** begin Passage to read **

There is at least one other place in the Bible where it is just as clear that literal days must be in view. In Matthew 12:38-40, Jesus is recorded as saying that the Son of Man will be in the belly of the earth for three days and three nights. Not ‘days’ in a broad, partial sense, but days and nights, in the literal sense.
From a scholarly perspective, this detail is a reinterpretation of the “sign of Jonah” by the author of Matthew’s Gospel. Originally, the “sign of Jonah” meant “no sign” since Jonah had given no sign (compare Mark and Luke on this point). And we already know from his genealogy that Matthew was interested in the symbolic value of numbers rather than numeric precision.For those who claim to be Biblical literalists, scholarly considerations of that sort shouldn’t matter. Instead, self-proclaimed “Biblical literalists” should be arguing for the celebration either of Good Thursday or of Easter Monday.

** end Passage to read **
** begin Record set **

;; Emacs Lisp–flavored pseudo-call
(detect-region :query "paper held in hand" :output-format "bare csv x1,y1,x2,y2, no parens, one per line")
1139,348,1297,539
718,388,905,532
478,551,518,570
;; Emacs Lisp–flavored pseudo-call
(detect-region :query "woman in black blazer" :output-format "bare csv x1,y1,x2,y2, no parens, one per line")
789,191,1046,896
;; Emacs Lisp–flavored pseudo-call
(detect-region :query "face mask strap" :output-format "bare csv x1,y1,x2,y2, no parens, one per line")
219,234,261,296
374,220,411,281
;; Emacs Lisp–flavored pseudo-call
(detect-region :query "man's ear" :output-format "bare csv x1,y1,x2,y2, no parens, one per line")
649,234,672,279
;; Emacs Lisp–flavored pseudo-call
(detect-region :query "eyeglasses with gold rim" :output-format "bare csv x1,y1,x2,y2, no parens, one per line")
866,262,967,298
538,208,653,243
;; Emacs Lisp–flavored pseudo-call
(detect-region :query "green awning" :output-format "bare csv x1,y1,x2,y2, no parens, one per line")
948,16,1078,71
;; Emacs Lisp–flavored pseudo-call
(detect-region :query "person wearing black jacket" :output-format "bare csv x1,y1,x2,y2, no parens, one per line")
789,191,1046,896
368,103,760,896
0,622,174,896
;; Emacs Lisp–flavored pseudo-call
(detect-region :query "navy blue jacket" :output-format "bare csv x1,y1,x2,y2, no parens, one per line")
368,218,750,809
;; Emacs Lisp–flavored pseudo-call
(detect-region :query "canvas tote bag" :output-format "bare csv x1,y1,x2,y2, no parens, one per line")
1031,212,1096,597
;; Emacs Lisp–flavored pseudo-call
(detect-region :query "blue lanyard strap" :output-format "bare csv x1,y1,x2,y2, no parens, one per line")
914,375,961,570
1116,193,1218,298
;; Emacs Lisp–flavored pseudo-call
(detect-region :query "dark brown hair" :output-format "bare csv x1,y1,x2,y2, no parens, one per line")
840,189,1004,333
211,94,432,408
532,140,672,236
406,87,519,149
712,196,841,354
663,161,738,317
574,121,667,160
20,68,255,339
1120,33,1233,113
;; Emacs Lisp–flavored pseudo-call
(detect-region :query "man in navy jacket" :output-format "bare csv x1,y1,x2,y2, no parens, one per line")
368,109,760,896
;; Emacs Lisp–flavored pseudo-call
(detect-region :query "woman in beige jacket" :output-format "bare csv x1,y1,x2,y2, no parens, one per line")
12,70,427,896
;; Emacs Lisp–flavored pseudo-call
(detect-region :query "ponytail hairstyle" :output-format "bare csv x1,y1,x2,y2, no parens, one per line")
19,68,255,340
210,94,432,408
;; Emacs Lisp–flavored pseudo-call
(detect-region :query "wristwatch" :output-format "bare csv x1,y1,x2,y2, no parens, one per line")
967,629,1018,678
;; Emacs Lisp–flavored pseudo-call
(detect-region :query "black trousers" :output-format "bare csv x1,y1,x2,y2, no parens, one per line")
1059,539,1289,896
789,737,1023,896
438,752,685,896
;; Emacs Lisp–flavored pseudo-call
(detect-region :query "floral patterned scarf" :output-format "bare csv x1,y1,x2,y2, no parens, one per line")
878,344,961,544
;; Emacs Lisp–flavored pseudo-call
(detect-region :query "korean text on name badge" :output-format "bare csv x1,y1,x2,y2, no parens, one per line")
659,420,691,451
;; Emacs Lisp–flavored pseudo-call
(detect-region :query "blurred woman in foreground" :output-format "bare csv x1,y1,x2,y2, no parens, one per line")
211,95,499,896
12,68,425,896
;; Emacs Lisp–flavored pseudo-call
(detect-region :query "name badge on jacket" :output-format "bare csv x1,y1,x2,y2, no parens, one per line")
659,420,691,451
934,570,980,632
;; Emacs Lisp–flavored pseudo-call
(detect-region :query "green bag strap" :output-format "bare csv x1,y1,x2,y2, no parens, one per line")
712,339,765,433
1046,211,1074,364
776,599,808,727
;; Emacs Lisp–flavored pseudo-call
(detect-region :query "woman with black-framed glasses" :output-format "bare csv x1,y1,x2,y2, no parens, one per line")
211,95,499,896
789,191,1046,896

** end Record set **
** begin Record set **

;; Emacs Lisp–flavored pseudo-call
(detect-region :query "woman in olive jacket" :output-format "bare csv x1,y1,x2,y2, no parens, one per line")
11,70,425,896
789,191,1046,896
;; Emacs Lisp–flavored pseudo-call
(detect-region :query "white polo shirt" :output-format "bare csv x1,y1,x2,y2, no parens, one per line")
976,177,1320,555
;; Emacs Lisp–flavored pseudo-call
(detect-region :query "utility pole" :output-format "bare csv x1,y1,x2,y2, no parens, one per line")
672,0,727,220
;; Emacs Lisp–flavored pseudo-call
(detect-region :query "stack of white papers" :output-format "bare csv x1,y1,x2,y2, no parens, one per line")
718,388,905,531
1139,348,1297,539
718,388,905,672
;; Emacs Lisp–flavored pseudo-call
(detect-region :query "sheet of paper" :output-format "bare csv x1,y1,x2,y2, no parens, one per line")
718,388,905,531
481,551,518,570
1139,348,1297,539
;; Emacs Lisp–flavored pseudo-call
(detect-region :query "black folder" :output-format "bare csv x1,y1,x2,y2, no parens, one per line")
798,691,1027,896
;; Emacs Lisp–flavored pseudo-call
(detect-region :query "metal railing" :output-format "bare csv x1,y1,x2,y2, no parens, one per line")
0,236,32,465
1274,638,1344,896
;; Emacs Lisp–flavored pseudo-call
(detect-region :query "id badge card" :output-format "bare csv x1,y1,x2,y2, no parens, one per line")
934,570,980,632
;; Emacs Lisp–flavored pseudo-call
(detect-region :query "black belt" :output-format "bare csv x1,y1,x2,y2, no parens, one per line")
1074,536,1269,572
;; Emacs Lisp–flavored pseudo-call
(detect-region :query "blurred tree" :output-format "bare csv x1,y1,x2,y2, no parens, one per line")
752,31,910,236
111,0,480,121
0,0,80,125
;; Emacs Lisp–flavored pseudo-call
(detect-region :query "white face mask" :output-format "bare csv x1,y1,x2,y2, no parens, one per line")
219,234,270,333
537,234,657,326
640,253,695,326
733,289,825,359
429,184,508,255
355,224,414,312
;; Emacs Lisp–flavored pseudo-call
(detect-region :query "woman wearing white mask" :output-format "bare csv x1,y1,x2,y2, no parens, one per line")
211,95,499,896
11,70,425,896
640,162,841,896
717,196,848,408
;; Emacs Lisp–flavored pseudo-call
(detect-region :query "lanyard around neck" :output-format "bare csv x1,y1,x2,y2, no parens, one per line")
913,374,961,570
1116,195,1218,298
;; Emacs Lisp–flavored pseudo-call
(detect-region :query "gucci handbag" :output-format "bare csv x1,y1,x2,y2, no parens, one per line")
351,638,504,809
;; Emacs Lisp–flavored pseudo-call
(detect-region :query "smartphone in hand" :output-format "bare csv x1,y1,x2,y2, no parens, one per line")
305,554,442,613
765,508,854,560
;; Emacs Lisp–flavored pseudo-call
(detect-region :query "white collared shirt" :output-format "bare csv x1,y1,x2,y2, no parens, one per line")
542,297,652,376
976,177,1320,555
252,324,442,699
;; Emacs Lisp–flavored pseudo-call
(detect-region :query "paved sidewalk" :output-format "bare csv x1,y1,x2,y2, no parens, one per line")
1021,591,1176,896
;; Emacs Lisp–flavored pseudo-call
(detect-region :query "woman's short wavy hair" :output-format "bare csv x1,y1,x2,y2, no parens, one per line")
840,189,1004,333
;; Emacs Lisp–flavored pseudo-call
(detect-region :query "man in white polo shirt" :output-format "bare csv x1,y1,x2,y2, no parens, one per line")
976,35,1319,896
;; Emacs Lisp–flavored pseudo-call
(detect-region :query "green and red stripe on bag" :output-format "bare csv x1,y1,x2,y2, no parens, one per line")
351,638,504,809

** end Record set **

§ Given instruction
Continue the passage about the "sign of Jonah" and biblical literalism, picking up after its final sentence.

§ The answer
But I have a better suggestion. If you are someone that wants a perfect Scripture that speak inerrantly and with precision, please go elsewhere. Stop trying to force Christianity and the Bible into this mold. It just doesn’t fit, and in trying to force it to, you do harm to the reputation of the Bible and its appreciation by those who actually read and study it, in detail, and are genuinely interested in understanding it on its own terms.